------ TASK DATA ------
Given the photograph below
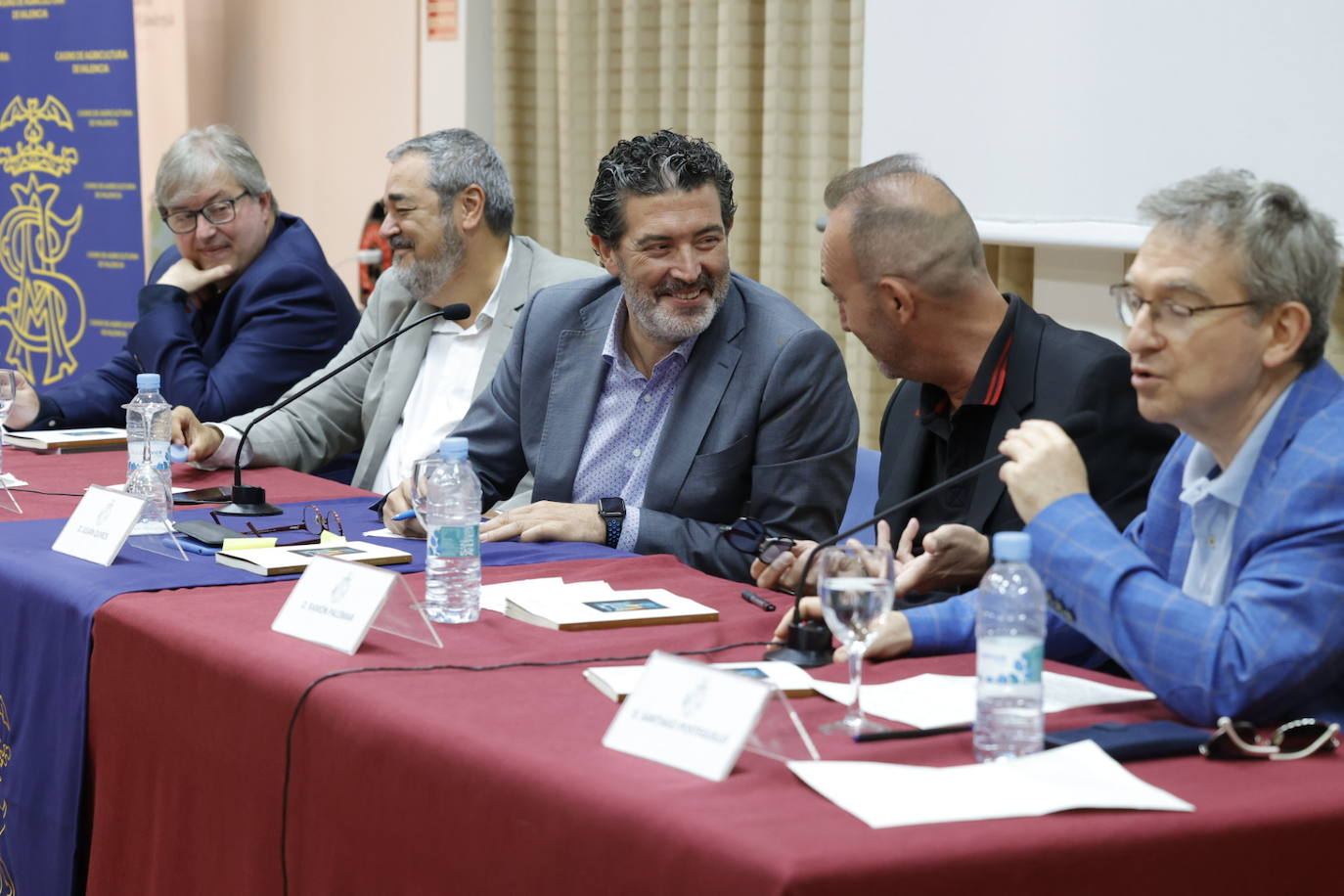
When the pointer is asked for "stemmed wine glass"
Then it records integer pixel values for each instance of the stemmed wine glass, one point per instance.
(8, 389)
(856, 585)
------
------ TASK DATA ------
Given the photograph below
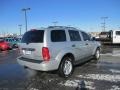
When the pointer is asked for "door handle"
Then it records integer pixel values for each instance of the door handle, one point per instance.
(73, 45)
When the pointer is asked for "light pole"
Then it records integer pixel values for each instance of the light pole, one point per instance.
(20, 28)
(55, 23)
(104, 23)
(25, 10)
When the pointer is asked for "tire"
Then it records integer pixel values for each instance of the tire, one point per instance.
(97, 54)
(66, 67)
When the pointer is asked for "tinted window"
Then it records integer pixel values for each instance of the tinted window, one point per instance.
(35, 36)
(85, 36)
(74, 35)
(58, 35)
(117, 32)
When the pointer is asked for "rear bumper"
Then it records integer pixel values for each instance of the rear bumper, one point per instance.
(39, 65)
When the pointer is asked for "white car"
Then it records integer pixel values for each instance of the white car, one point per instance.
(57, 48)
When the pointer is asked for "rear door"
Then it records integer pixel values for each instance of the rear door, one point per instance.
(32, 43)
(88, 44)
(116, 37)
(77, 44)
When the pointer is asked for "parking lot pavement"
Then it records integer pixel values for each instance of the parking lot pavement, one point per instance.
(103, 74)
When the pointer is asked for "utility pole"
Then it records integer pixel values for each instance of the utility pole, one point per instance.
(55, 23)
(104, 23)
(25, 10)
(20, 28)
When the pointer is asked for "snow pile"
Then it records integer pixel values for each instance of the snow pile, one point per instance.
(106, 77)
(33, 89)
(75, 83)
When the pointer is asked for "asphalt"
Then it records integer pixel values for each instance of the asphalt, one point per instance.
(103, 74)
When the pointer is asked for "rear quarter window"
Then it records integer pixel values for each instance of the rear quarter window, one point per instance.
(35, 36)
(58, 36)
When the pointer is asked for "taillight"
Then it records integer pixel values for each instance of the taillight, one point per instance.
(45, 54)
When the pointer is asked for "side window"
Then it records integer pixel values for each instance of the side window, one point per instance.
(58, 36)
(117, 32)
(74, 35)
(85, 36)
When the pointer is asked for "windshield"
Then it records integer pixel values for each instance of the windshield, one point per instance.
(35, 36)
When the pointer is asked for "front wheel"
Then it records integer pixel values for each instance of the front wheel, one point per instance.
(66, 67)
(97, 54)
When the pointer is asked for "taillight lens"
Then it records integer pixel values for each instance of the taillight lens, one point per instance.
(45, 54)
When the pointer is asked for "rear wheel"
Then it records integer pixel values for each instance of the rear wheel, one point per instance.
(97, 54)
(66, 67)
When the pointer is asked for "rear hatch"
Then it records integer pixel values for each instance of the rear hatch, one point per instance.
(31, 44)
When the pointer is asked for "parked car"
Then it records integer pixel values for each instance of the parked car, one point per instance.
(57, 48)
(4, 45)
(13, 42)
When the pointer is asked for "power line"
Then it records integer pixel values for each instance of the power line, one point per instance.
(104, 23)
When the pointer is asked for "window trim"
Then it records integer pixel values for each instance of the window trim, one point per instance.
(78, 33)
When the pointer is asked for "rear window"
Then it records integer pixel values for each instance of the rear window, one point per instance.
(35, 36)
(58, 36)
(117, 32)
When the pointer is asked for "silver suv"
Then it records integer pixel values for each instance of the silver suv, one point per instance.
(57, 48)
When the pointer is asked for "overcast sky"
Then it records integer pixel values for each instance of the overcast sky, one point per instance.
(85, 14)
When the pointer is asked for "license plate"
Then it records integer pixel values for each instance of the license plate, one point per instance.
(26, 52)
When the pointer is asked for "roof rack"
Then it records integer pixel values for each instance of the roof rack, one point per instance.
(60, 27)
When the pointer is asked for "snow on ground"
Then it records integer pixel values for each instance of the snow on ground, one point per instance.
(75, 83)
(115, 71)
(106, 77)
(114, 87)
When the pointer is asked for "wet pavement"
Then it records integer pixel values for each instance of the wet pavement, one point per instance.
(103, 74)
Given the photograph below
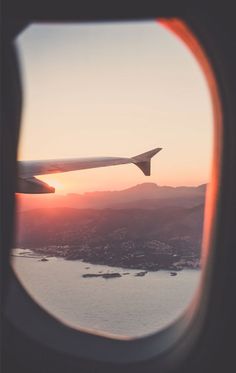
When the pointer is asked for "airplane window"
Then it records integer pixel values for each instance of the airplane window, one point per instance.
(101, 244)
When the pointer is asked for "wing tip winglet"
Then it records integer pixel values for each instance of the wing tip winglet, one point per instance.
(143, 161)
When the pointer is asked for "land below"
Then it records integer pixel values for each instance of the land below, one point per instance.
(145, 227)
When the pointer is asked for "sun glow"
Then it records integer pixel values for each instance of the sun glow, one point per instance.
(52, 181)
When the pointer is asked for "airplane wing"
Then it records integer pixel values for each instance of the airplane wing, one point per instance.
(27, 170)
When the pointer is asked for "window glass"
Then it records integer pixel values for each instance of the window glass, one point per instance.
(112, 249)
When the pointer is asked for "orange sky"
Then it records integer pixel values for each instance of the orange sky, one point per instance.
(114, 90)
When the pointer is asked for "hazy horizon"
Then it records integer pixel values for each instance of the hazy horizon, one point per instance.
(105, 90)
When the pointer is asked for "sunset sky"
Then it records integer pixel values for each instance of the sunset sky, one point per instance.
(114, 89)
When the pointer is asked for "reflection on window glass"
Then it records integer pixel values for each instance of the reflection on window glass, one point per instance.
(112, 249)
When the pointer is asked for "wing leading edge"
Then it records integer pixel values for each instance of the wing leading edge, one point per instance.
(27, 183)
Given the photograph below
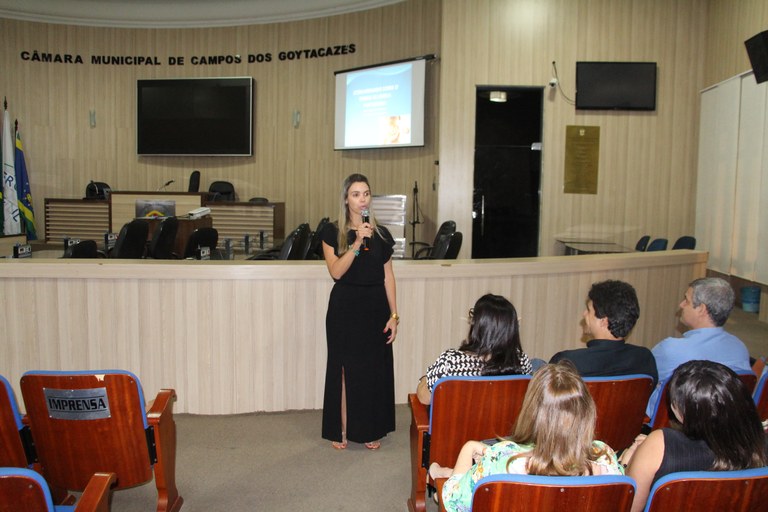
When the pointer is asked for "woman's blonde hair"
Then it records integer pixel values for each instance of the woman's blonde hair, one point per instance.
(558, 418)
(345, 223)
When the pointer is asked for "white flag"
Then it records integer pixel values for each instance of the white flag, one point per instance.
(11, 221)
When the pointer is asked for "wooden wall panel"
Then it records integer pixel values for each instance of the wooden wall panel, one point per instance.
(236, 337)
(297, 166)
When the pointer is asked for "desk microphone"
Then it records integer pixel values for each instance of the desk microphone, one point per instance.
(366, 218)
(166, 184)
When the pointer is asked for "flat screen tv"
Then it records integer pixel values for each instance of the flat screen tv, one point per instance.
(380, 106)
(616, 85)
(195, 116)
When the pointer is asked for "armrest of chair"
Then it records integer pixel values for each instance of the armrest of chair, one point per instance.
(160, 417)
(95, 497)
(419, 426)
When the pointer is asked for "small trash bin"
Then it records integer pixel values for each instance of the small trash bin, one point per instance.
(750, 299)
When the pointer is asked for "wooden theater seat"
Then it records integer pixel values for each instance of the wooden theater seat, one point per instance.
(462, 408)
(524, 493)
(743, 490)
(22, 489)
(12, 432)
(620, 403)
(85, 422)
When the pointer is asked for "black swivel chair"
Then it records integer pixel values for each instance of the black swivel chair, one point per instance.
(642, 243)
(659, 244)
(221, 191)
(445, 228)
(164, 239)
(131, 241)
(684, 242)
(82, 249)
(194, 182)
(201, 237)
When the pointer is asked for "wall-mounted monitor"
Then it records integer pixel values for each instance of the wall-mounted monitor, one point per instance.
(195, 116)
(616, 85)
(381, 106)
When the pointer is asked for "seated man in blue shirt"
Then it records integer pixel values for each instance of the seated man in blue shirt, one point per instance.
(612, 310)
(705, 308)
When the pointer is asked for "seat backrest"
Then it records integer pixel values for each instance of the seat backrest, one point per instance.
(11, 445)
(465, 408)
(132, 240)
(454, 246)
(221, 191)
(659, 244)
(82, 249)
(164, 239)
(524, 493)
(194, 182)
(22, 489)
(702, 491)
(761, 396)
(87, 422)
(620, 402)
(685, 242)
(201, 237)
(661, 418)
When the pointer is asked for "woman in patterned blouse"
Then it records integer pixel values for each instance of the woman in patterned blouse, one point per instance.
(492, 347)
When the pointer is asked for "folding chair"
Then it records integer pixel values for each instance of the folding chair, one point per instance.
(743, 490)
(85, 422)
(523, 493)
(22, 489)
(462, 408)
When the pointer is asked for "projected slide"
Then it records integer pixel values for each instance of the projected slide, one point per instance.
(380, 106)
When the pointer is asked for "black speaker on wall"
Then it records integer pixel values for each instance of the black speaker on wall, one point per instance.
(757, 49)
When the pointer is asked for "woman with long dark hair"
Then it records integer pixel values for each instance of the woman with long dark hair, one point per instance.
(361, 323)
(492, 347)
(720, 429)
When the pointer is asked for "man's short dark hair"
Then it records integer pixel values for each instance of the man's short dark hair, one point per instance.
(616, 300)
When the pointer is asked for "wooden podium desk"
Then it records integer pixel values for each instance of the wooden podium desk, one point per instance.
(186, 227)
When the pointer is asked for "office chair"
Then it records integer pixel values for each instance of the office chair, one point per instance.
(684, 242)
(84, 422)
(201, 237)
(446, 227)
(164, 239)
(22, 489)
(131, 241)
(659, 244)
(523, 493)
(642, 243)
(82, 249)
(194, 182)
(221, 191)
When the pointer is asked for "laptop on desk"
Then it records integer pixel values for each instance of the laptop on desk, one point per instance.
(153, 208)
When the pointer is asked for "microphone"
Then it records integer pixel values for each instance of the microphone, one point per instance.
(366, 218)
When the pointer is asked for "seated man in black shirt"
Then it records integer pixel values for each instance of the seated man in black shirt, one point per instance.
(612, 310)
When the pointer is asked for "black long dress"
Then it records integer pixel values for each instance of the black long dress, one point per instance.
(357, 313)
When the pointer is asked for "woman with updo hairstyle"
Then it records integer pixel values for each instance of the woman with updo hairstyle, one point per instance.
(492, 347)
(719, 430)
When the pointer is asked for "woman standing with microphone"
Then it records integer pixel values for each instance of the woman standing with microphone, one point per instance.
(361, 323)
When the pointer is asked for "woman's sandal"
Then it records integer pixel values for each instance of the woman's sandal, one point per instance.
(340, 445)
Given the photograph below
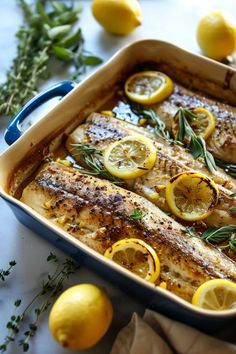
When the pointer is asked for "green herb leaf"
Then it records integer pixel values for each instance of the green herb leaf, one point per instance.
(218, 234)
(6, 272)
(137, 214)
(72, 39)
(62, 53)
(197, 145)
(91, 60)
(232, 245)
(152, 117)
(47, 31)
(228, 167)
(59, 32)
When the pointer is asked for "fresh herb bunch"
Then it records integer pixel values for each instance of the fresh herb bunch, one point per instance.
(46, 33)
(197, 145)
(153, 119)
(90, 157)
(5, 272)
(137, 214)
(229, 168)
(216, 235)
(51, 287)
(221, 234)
------
SET EXERCISE: Locate each line of the records that contains the string "folding" and copy it out. Matching is case-sensitive.

RESPONSE TO THIS TASK:
When the pointer is asked for "folding chair"
Then it records integer pixel values for each instance of the folding chair, one point per instance.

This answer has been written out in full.